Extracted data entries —
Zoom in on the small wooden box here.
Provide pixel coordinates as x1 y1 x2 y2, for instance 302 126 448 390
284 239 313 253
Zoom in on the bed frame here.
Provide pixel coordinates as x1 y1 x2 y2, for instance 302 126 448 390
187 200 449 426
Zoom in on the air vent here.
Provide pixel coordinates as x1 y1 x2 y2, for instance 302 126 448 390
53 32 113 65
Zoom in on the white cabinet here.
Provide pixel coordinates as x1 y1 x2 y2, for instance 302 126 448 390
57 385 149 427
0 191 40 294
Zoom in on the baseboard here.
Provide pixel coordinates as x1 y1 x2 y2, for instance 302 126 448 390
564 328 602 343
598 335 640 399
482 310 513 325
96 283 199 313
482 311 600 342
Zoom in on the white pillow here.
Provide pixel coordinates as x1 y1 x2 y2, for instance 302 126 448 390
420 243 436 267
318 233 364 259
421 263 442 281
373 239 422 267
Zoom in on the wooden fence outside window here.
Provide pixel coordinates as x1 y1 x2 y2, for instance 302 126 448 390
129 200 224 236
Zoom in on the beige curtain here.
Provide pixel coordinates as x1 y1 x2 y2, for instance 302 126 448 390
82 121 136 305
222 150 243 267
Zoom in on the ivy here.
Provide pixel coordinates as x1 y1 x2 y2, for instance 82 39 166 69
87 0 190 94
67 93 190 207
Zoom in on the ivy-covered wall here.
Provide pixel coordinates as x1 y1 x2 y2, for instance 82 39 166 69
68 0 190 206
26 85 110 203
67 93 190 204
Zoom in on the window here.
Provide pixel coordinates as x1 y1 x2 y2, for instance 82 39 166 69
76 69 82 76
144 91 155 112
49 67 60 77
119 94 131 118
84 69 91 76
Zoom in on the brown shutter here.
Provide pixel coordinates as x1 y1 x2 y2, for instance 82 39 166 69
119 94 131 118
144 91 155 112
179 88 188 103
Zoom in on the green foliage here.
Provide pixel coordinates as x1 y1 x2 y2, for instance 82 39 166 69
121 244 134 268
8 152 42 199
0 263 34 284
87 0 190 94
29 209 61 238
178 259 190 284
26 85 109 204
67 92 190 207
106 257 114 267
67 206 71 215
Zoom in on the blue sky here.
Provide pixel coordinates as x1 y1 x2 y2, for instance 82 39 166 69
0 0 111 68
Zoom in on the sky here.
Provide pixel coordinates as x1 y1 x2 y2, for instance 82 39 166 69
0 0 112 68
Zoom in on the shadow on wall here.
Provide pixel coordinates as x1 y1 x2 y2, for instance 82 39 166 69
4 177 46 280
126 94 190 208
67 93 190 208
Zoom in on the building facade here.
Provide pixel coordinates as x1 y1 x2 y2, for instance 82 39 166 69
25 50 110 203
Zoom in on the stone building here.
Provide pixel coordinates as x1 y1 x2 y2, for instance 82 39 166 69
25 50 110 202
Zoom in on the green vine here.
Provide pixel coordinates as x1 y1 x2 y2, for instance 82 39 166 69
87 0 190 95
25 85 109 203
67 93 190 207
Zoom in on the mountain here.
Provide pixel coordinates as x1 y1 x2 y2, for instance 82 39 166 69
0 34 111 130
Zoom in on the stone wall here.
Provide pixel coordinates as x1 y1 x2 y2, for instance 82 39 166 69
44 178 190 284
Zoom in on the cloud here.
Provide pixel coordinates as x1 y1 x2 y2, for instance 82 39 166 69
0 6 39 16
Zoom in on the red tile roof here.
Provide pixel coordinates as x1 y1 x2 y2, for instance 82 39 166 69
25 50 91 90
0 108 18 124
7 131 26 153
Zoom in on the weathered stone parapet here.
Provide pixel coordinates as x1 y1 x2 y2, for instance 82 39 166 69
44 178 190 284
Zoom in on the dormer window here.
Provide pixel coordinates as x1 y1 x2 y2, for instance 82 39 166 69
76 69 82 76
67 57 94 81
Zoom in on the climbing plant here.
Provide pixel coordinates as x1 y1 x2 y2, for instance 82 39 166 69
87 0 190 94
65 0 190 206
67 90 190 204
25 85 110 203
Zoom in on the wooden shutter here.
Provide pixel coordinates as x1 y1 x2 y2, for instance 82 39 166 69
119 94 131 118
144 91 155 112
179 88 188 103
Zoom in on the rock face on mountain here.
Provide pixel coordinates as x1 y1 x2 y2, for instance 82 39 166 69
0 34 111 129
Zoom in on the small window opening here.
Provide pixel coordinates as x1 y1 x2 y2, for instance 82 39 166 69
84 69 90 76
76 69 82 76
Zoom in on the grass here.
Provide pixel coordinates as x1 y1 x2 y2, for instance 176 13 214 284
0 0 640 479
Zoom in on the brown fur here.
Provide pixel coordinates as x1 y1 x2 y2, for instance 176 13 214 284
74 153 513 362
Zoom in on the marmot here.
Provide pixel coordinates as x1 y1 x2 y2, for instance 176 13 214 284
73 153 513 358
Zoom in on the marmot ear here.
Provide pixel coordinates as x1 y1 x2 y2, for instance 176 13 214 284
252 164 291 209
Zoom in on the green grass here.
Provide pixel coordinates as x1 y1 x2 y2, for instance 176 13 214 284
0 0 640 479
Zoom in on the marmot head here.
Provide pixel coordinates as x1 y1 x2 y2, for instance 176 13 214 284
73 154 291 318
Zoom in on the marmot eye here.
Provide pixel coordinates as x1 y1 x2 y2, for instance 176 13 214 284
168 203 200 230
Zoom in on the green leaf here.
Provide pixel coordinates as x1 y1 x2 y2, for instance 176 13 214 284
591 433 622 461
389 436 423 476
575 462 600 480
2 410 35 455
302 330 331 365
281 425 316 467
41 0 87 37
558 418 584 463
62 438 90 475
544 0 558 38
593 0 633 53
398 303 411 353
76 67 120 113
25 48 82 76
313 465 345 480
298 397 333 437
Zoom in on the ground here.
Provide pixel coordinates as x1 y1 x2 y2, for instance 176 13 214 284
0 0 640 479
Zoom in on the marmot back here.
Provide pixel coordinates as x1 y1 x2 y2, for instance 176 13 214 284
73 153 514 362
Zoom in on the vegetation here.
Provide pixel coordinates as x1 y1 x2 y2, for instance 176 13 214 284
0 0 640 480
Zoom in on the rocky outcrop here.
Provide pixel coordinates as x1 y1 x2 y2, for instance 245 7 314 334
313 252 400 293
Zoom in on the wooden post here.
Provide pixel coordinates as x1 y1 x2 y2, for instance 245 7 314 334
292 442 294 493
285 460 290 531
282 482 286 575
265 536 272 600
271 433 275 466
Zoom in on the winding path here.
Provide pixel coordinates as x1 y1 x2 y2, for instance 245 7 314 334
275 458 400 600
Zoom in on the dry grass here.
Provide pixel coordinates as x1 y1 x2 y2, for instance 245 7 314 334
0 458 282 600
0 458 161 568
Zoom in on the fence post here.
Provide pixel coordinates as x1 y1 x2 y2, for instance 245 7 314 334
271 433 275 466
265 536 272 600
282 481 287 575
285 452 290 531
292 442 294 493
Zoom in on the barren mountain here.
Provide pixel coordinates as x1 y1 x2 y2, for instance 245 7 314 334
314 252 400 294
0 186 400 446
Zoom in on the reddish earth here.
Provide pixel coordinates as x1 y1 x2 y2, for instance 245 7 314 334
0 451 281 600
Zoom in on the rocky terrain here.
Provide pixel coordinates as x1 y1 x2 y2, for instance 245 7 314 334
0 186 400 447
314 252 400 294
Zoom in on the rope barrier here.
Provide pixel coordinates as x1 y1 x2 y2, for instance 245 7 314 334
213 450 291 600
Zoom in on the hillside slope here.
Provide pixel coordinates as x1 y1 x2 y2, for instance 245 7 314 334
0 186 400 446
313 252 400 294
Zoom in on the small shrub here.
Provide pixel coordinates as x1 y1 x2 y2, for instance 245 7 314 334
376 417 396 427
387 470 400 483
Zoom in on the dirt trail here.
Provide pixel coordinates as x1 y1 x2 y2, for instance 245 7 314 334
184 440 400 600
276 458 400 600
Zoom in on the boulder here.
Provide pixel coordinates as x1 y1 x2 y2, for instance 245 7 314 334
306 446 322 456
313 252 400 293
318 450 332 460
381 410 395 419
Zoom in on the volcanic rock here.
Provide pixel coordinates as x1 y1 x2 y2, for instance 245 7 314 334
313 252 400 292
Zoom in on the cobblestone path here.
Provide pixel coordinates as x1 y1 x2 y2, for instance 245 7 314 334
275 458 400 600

Directions — Present the material as a numbered list, from its first line through the line containing "53 32 113 65", and leave out any blank lines.

Answer to this problem —
1. Zoom in on the small wooden box here.
2. Provide pixel coordinates as x1 y1 x2 y2, for instance 302 126 448 390
3. 284 239 313 253
4. Zoom in on the bed frame here.
5. Provide pixel coordinates as x1 y1 x2 y2, for instance 302 126 448 390
6. 187 200 449 426
7. Zoom in on the air vent here.
8. Provide pixel coordinates as x1 y1 x2 y2, for instance 302 126 448 390
9. 53 32 113 65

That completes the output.